Wenn dem so wäre hätte ich den Tipp nicht gepostet. Klar ist Glykol giftig aber erst in Mengen wo der TE alles was in der Packung war hätte trinken müssen um wirklich gefährdet zu sein. Das Zeug hat man schon in Wein gepanscht wo Leute Mengen getrunken haben dass du selbst dann nicht hinkommst wenn du die AiO komplett leertrinkst. 
Vorsichtig sollte man vor allem deswegen sein weil man ja nichz weiß was sonst noch alles im Kühlmittel ist - beispielsweise ein Biozid. Aber es ist so, dass du hierzulande nichts so einfach verkaufen darfst, wo ein Inhaltsstoff dich beim konsumieren eines Milligramms schon gesundheitluch ernsthaft gefährden könnte. Deswegen kann man den Schnelltest ob Glykol oder Wasser einem Erwachsenen vernünftigen Menschen schon zumuten.


----------



## Hardliner58 (6. August 2021)

Danke an alle hier für den netten Austausch über das Konsumieren von Kühlmitteln

Eine Chance gebe ich der Wakü noch und habe jetzt für Morgen eine neue Eisbaer per Express bestellt.


----------



## IICARUS (6. August 2021)

Hardliner58 schrieb:


> Eine Chance gebe ich der Wakü noch und habe jetzt für Morgen eine neue Eisbaer per Express bestellt.


Warum auch nicht, denn ein Defekt mit einer Lieferung kann ja immer vorkommen. Hängt auch ganz davon abgesehen, wo du bestellt hast und ob es sich um Neuware oder gar B-Ware handelt. Amazon traue ich daher nicht, weil sie auch manchmal B-Ware, also Rückläufer ohne zu prüfen an andere Kunden als Neuware weiter versenden.


----------



## Hardliner58 (6. August 2021)

Material:

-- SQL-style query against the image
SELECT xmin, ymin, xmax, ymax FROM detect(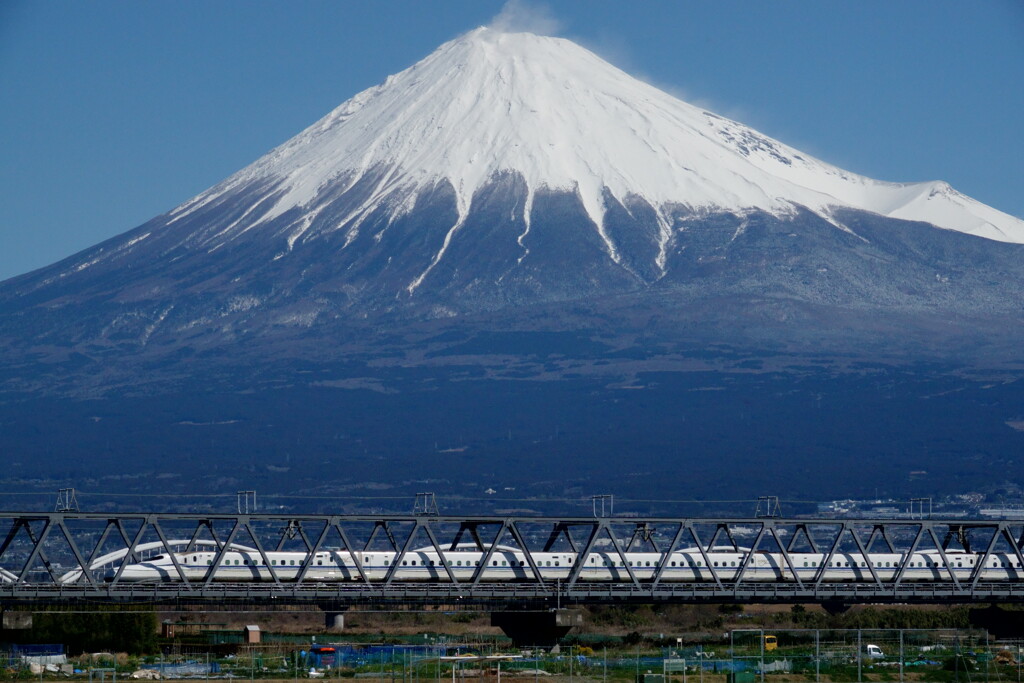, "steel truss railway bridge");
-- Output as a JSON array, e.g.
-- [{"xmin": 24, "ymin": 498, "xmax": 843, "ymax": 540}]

...

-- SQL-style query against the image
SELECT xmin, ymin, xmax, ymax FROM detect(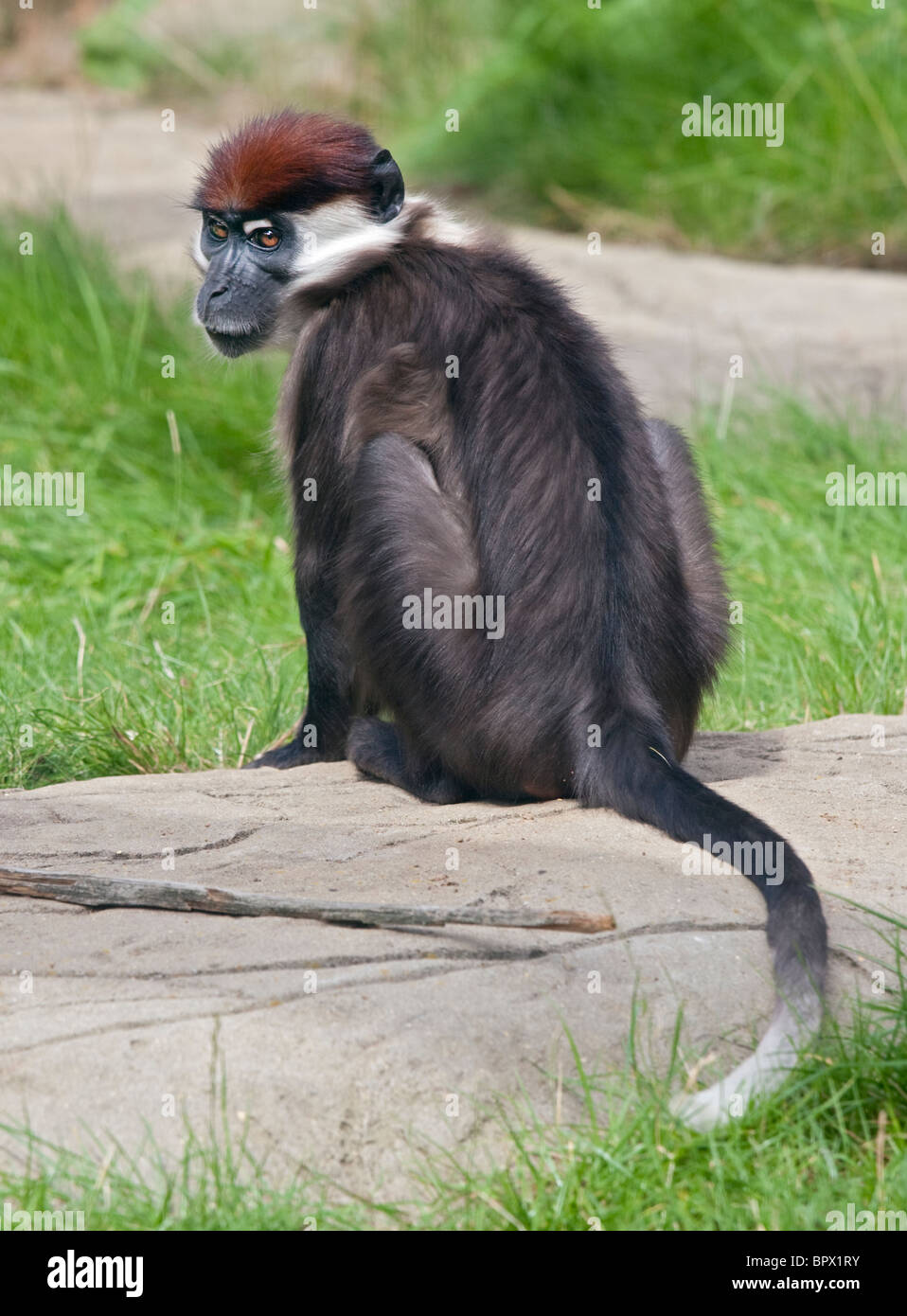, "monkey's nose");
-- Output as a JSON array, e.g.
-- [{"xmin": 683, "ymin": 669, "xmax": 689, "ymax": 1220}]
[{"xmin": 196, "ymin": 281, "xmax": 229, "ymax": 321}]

==

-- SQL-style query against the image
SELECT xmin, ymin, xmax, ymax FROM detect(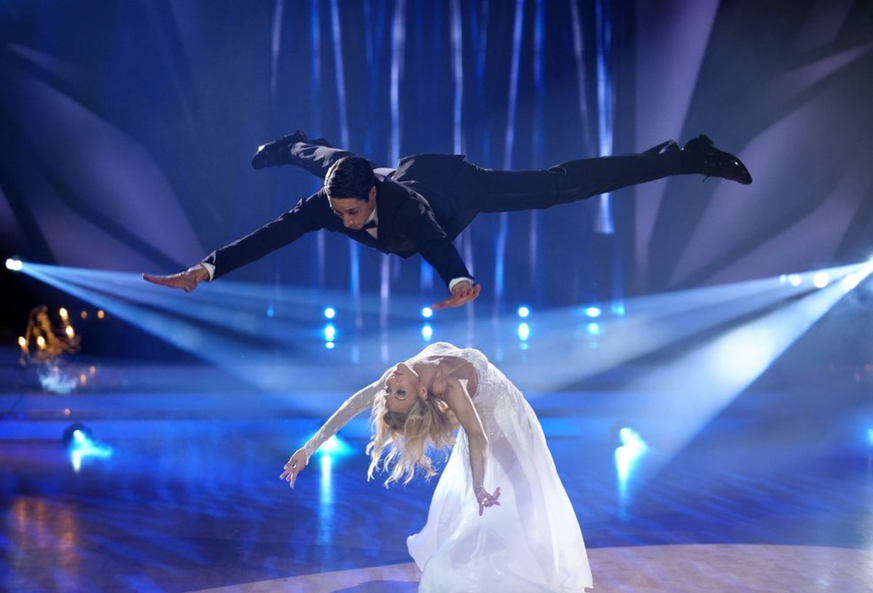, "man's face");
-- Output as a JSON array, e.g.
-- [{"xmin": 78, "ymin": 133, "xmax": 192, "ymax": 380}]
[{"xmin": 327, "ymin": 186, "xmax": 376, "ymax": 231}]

Aufgabe:
Entnimm dem Textauszug unverändert alles von „## IICARUS (6.“ bis hinab zu „Neuware weiter versenden.“. Das Material steht in keinem Zusammenhang mit dem Textauszug.

Erwartete Lösung:
## IICARUS (6. August 2021)

Hardliner58 schrieb:


> Eine Chance gebe ich der Wakü noch und habe jetzt für Morgen eine neue Eisbaer per Express bestellt.


Warum auch nicht, denn ein Defekt mit einer Lieferung kann ja immer vorkommen. Hängt auch ganz davon abgesehen, wo du bestellt hast und ob es sich um Neuware oder gar B-Ware handelt. Amazon traue ich daher nicht, weil sie auch manchmal B-Ware, also Rückläufer ohne zu prüfen an andere Kunden als Neuware weiter versenden.